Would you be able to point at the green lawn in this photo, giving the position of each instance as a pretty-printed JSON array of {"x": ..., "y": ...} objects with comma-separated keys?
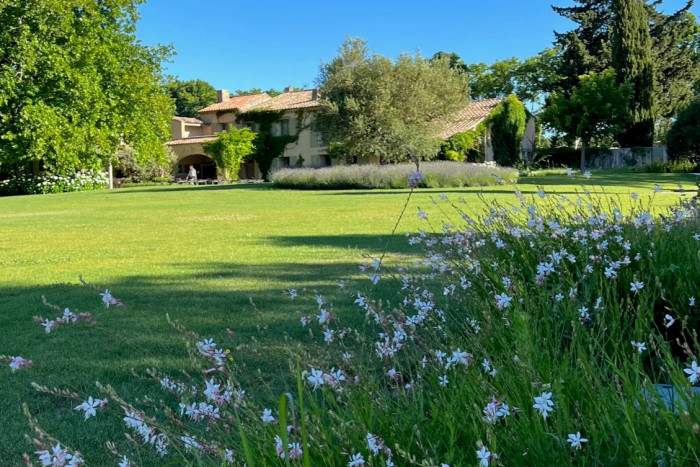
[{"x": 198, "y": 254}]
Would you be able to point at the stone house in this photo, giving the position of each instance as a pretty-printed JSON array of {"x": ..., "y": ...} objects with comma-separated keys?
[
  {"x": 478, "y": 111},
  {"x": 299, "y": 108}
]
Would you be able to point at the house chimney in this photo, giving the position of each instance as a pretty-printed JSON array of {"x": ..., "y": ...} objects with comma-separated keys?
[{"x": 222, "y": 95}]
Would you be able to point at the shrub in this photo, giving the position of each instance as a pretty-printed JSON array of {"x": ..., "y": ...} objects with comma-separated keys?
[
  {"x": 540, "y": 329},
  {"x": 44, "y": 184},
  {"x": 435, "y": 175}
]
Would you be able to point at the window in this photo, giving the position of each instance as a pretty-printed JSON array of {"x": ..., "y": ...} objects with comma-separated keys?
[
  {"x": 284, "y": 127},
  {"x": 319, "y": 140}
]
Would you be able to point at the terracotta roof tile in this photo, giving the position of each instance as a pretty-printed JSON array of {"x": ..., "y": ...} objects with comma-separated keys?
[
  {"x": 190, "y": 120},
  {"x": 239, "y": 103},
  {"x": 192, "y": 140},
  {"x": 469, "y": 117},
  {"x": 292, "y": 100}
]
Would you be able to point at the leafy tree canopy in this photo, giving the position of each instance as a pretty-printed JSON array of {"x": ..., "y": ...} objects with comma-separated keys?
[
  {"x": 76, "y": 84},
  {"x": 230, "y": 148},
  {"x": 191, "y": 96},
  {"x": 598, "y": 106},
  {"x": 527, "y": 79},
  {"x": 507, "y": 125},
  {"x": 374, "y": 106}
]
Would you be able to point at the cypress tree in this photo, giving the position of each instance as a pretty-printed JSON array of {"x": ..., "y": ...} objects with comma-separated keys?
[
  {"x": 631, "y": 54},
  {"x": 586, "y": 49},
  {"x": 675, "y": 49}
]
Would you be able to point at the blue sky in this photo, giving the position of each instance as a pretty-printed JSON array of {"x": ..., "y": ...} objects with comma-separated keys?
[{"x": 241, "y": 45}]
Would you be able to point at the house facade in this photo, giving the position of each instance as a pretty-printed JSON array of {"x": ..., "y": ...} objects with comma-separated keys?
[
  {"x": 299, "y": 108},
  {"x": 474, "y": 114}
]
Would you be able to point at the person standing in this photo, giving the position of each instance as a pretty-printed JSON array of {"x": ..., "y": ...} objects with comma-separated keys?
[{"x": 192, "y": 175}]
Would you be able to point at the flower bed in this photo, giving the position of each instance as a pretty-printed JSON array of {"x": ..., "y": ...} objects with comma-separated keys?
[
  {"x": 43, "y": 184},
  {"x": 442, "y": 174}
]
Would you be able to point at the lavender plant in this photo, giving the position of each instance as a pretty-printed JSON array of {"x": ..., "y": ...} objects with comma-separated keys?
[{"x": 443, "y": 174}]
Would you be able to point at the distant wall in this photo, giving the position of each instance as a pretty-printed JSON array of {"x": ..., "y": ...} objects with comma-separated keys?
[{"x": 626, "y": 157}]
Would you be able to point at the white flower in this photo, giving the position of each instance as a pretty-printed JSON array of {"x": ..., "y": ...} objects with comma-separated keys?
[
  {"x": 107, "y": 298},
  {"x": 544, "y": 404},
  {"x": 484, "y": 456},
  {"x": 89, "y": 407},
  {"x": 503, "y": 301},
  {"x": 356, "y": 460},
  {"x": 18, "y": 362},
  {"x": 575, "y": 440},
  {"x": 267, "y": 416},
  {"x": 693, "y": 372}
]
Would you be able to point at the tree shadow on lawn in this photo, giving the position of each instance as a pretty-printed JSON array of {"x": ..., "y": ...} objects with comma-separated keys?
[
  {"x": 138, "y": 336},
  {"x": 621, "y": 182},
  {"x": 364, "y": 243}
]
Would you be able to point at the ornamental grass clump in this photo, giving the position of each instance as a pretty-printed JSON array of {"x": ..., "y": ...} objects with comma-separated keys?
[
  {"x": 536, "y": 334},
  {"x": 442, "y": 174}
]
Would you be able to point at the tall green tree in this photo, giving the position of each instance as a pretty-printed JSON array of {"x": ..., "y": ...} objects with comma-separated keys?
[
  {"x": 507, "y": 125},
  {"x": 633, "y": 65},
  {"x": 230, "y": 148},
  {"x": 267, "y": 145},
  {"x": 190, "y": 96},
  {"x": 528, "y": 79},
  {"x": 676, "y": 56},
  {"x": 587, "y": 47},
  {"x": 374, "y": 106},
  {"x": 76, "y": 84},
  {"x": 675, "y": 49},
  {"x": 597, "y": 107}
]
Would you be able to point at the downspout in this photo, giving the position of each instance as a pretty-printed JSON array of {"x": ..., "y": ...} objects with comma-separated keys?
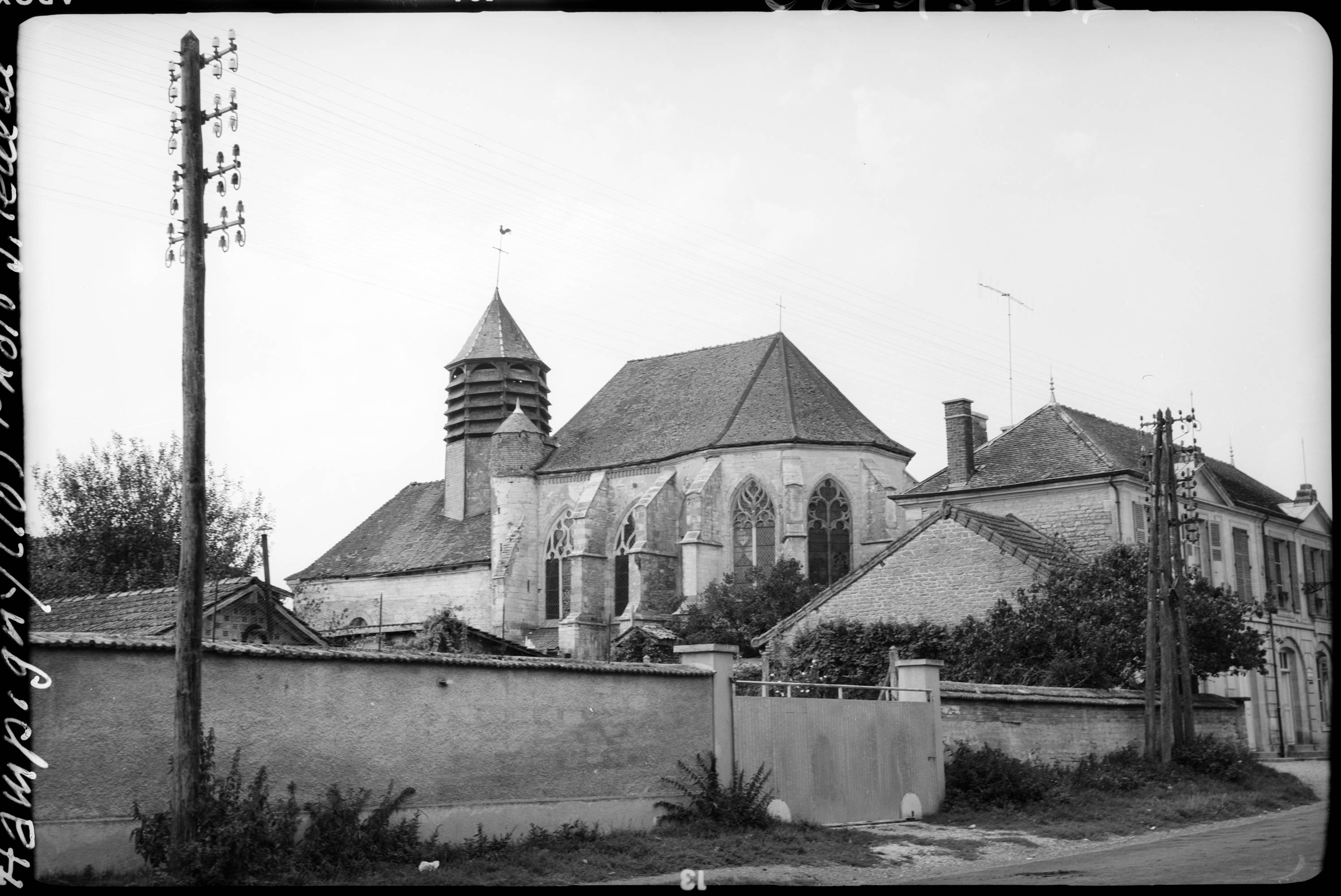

************

Task statement
Output all of the records exactly as they appear above, but not the pictures.

Task answer
Would you be able to point at the green lawn in this photo, giving the position of each instance as a pretty-printed JSON array of {"x": ..., "y": ...} objects with comma-separated keys?
[{"x": 198, "y": 254}]
Would you be able to point at the stone house in this photo, giving the position of each instance as a pretty-printed JSON array of {"x": ..., "y": ...} objects with comma-separated keys?
[
  {"x": 478, "y": 111},
  {"x": 299, "y": 108}
]
Would you be able to point at the house chimney in this photo, giving the position of each instance as a pretty-printed JSON array of {"x": ..., "y": ...} objects with comma-separated keys?
[{"x": 222, "y": 95}]
Would you be able to point at the shrub in this photo, giving the position of each instance as a pretty-printed JSON array of {"x": ..., "y": ...} objects with comma-separated keys?
[
  {"x": 540, "y": 329},
  {"x": 44, "y": 184},
  {"x": 435, "y": 175}
]
Would you be able to point at the window in this photo, giving the position of each instance as a pretty-printed JSON array of {"x": ..., "y": ...} objects with comma-separated keys?
[
  {"x": 284, "y": 127},
  {"x": 319, "y": 140}
]
Would you be able to point at the terracotta roof tile in this photo, giving the position of each instance as a pretty-printed JSON array of {"x": ..., "y": ...} objects with comma-separated keys?
[
  {"x": 190, "y": 120},
  {"x": 239, "y": 103},
  {"x": 192, "y": 140},
  {"x": 469, "y": 117},
  {"x": 292, "y": 100}
]
Would you be able to point at the leafy tree canopy in this photo, giving the position of each instance as a pretty-printed JSON array of {"x": ..., "y": ...} objects with comma-separated keys?
[
  {"x": 76, "y": 84},
  {"x": 230, "y": 148},
  {"x": 191, "y": 96},
  {"x": 598, "y": 106},
  {"x": 527, "y": 79},
  {"x": 507, "y": 125},
  {"x": 374, "y": 106}
]
Would you be able to point at the cypress tree in this photo, giving the position of each instance as a pretty-printed JSON array of {"x": ..., "y": ...} objects with comma-separated keys?
[
  {"x": 631, "y": 54},
  {"x": 586, "y": 49},
  {"x": 675, "y": 49}
]
Would you be able to point at the blue sky in this photo, giving the position of each instance as a pretty-printed JSON array of {"x": ..., "y": ...} objects with comma-separated keys?
[{"x": 241, "y": 45}]
Would you be able to point at the house facade in this photo, giving the position of each instance as a pretty-printed JSON array of {"x": ..., "y": ...} objects with comma-separated keys?
[
  {"x": 299, "y": 108},
  {"x": 474, "y": 114}
]
Would you be able to point at the person standing in this photo, giving the position of each instance as a pretty-printed JSON array of {"x": ..., "y": ...} objects with comma-separated keys?
[{"x": 192, "y": 175}]
Would you be able to point at the flower bed in this photo, giving the position of each instance as a pretty-printed JSON array of {"x": ..., "y": ...} objects with comma-separated keys?
[
  {"x": 43, "y": 184},
  {"x": 442, "y": 174}
]
Would you be able to point at the lavender plant in this photo, giving the position of each instance as a pretty-printed JSON array of {"x": ..., "y": ...} objects with comma-separated keys?
[{"x": 443, "y": 174}]
Would you be able to point at the distant wall in this photo, giving the position of each instance as a pretty-printed JSON array of {"x": ..., "y": ...} objects with comma-separated keys?
[{"x": 626, "y": 157}]
Would you be able to point at the white flower in this photo, giving the position of each instance as a pretty-printed JSON array of {"x": ..., "y": ...} objects with comma-separated keys?
[
  {"x": 107, "y": 298},
  {"x": 544, "y": 404},
  {"x": 484, "y": 456},
  {"x": 89, "y": 407},
  {"x": 503, "y": 301},
  {"x": 356, "y": 460},
  {"x": 18, "y": 362},
  {"x": 575, "y": 440},
  {"x": 267, "y": 416},
  {"x": 693, "y": 372}
]
Would you be able to point at the tree shadow on lawn in this photo, giving the position of each instance as a pretty-printed JSON array of {"x": ..., "y": ...} objects with comma-separated keys?
[
  {"x": 138, "y": 336},
  {"x": 621, "y": 182},
  {"x": 364, "y": 243}
]
Would you be able to point at the ornamental grass clump in this photo, giving the position of each instance as a pretty-printed JSON array of {"x": ..., "y": ...} objects with comma-separated keys?
[
  {"x": 536, "y": 334},
  {"x": 442, "y": 174}
]
Would you be able to point at the tall green tree in this photo, giving the position of each instance as a pretty-printed JSON array of {"x": ..., "y": ...} objects with comma-separated keys?
[
  {"x": 507, "y": 125},
  {"x": 633, "y": 65},
  {"x": 230, "y": 148},
  {"x": 267, "y": 145},
  {"x": 190, "y": 96},
  {"x": 528, "y": 79},
  {"x": 676, "y": 56},
  {"x": 587, "y": 47},
  {"x": 374, "y": 106},
  {"x": 76, "y": 84},
  {"x": 675, "y": 49},
  {"x": 597, "y": 107}
]
Would you be able to point at the downspout in this photo, giving the position of each instance as a pretty-printed JSON array of {"x": ..., "y": ...} objects with comma-separated keys?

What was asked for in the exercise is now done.